== Problem details ==
This exercise calls for an exact copy of the data below.
-- Opening Marker --
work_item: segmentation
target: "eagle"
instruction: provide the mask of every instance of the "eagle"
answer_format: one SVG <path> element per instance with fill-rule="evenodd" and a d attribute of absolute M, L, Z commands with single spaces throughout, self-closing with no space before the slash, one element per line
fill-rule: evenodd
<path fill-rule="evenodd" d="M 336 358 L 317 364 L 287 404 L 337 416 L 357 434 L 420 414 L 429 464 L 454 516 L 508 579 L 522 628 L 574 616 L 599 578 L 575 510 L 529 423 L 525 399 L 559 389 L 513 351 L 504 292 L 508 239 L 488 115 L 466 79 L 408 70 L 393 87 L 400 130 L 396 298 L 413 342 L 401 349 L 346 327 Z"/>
-- Closing Marker --
== Answer to the exercise ==
work_item: segmentation
target: "eagle"
instruction: provide the mask of every instance of the "eagle"
answer_format: one SVG <path> element per instance with fill-rule="evenodd" and a d attribute of absolute M, L, Z commands with single spaces throughout, self-closing with no space before the slash, one element per line
fill-rule: evenodd
<path fill-rule="evenodd" d="M 336 358 L 317 364 L 287 404 L 337 416 L 357 434 L 420 414 L 429 464 L 454 516 L 508 579 L 522 628 L 574 616 L 599 578 L 575 510 L 529 423 L 525 399 L 559 389 L 513 351 L 504 292 L 508 239 L 488 115 L 466 79 L 408 70 L 393 87 L 400 130 L 396 298 L 413 342 L 401 349 L 346 327 Z"/>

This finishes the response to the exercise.